• _Task_: Extract every line below, verbatim.

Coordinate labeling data

========================================================================

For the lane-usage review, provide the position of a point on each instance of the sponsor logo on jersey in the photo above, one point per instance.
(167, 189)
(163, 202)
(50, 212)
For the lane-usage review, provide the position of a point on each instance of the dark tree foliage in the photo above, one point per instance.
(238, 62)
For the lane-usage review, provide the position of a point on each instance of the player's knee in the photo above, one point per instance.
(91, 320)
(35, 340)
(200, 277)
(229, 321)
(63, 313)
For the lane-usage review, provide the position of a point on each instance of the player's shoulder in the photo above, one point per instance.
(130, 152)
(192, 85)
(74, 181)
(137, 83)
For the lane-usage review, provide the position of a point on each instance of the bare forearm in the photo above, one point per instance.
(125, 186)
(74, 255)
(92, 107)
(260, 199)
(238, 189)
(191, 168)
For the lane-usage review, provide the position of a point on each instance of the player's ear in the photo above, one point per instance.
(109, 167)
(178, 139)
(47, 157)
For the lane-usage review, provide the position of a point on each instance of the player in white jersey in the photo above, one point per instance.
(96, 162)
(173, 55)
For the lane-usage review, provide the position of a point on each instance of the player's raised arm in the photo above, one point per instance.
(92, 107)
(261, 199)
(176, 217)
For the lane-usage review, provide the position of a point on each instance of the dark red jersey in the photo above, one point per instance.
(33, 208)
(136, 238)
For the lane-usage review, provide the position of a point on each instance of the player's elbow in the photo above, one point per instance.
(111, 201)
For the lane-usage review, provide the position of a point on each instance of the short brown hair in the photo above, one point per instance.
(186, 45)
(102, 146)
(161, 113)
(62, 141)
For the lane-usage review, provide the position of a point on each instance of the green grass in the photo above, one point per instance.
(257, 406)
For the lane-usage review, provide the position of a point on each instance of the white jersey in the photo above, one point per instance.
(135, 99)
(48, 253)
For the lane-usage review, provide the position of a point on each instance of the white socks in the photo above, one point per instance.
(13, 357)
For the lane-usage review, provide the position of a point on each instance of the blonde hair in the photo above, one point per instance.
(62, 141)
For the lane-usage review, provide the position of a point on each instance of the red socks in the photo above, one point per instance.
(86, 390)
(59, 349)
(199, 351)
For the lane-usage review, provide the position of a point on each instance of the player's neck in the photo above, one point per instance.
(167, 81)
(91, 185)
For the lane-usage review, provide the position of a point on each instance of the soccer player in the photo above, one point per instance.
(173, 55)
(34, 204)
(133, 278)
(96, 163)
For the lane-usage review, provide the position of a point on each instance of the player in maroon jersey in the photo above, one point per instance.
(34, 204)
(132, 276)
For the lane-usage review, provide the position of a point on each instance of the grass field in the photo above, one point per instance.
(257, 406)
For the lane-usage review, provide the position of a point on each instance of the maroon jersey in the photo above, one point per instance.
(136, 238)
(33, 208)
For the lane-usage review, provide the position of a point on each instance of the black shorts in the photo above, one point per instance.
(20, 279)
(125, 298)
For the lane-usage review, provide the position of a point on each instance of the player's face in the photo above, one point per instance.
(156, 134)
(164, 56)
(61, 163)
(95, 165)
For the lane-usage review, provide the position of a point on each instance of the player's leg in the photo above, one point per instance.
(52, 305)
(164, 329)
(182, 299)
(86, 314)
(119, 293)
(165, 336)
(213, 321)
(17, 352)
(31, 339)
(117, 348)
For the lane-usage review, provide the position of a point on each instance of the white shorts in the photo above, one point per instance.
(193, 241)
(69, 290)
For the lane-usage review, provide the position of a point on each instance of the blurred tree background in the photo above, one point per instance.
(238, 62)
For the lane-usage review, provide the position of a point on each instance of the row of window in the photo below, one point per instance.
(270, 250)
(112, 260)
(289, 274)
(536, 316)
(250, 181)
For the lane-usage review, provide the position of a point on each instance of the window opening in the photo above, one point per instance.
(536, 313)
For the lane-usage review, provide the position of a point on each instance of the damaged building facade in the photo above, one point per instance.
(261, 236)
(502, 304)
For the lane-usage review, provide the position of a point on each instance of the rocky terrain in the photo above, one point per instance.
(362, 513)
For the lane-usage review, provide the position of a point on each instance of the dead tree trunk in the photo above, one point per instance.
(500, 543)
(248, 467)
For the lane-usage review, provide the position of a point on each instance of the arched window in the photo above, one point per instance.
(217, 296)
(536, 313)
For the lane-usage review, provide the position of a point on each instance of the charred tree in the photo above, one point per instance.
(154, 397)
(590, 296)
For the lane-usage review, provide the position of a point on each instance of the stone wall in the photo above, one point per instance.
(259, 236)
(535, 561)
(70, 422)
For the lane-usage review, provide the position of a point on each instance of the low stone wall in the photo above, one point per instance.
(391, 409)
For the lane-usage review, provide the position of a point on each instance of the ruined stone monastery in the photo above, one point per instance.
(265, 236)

========================================================================

• _Result below_:
For the lane-usage review, provide the position of a point on each instance of the sponsor logo on jersey in the photo above, one point per instance.
(167, 189)
(163, 202)
(50, 212)
For the lane-usage review, provide the position of a point on each instance of the dark tree foliage in the photo above, one point per instance.
(238, 62)
For the lane-usage review, provide the position of a point on each instance of the player's knee in the photo above, one point per instance.
(91, 320)
(35, 340)
(200, 277)
(229, 321)
(63, 313)
For the lane-usage review, provide the position of a point on each instance of the player's shoulder in the photo above, one point per instance.
(130, 152)
(192, 85)
(74, 181)
(137, 83)
For the lane-usage review, provide the position of a point on each instance of the bare forearm in the photo above, one point per instance.
(125, 186)
(74, 255)
(92, 107)
(260, 199)
(238, 189)
(191, 168)
For the lane-usage review, provide the position of a point on each instance of the player's ear in the photo above, one point per instance.
(109, 167)
(178, 139)
(47, 157)
For the lane-usage review, provide the position of a point on each instance of the player in white jersey in the photo above, one point per instance.
(96, 162)
(173, 55)
For the lane-usage review, provide the position of a point on each instance of the player's raised arm in the photo above, one point per instance.
(92, 107)
(261, 199)
(176, 217)
For the lane-usage review, provide the position of a point on each instance of the dark red jersey in the photo above, one point per instance.
(33, 208)
(136, 238)
For the lane-usage review, provide the position of a point on each instance of the player's elbow in the photo above, one point per instance.
(111, 201)
For the lane-usage review, provide the position of a point on each instance of the short brown hair in the photo above, one point per instance.
(186, 45)
(102, 146)
(161, 113)
(62, 141)
For the lane-usage review, provide the position of a point on each instance of the green grass in the photo above, one point per instance.
(257, 406)
For the lane-usage review, provide the position of a point on each instance of the white jersey in the photo above, one point per instance.
(135, 99)
(48, 253)
For the lane-usage review, provide the position of a point on each instance of the white socks in the photo above, one point per instance.
(13, 357)
For the lane-usage review, provide the position of a point on each instance of the blonde hair in the photo above, one point per instance.
(62, 141)
For the lane-usage review, provide the position of a point on each instance of the red socks in the photo above, one point per instance.
(86, 390)
(59, 349)
(199, 351)
For the lane-usage review, provide the position of a point on each instance of the player's neck in the photo above, one point per instance.
(167, 81)
(91, 185)
For the lane-usage review, provide the position of a point on each instance of the soccer player in the photo above, one point per instance.
(173, 55)
(34, 204)
(133, 278)
(96, 163)
For the lane-usage review, provide the position of a point on each instance of the player in maroon jersey in the photo above, one point per instance.
(34, 204)
(132, 276)
For the lane-usage review, provide the position of a point on each instance of the grass field in the photo above, one point per instance.
(257, 406)
For the lane-usage review, provide the position of a point on each instance of the maroon jersey in the photo above, one point per instance.
(136, 238)
(33, 208)
For the lane-usage review, provide the position of a point on each instance of the black shorts in the photo above, one point per instance.
(20, 279)
(125, 298)
For the lane-usage review, provide the position of a point on each instance of the player's face in the photo above, one point per instance.
(156, 134)
(164, 56)
(61, 163)
(95, 165)
For the lane-usage review, provide the position of a point on each instance of the player's leg in the photo above, one point per instance.
(52, 305)
(164, 329)
(182, 299)
(86, 314)
(119, 293)
(165, 336)
(213, 321)
(17, 352)
(31, 339)
(117, 348)
For the lane-usage review, provide the position of a point on each instance of the white shorts in the photo above, one point per instance.
(193, 241)
(69, 290)
For the lane-usage review, provide the position of a point on each instance of the blurred tree background in the photo above, one point per instance.
(238, 62)
For the lane-usage review, provide the position of a point on each instance of the row of window in the photo below, one point per instance.
(270, 250)
(112, 260)
(289, 274)
(536, 316)
(250, 181)
For the lane-usage review, provide the position of a point on each instance of the window opening in the photo above, one point per instance.
(536, 313)
For the lane-usage review, provide the position of a point on each instance of the damaged building facade in the photo above, one point per instance.
(261, 236)
(502, 304)
For the lane-usage review, provide the position of a point on each instance of the rocky terrain in the photo above, one point per instance.
(362, 513)
For the lane-usage review, provide the position of a point on each instance of the dead tree trunk in the photo above, one point per instance.
(500, 543)
(248, 467)
For the lane-usage review, provide the position of a point on each instance of the arched window in the photo above, one point per instance.
(217, 296)
(536, 313)
For the lane-usage review, provide the position of a point on each instance of the charred tree in the photo above, one point per instance.
(154, 397)
(590, 296)
For the lane-usage review, provide the position of a point on each instance of the stone wall in the photo above, one point per instance.
(259, 236)
(535, 561)
(70, 422)
For the lane-usage review, provide the position of a point on each instance of the low stone wall in the photo above, one point per instance.
(391, 409)
For the lane-usage review, provide the position of a point on each instance of the ruined stone monastery in the photo above, one point per instance.
(265, 236)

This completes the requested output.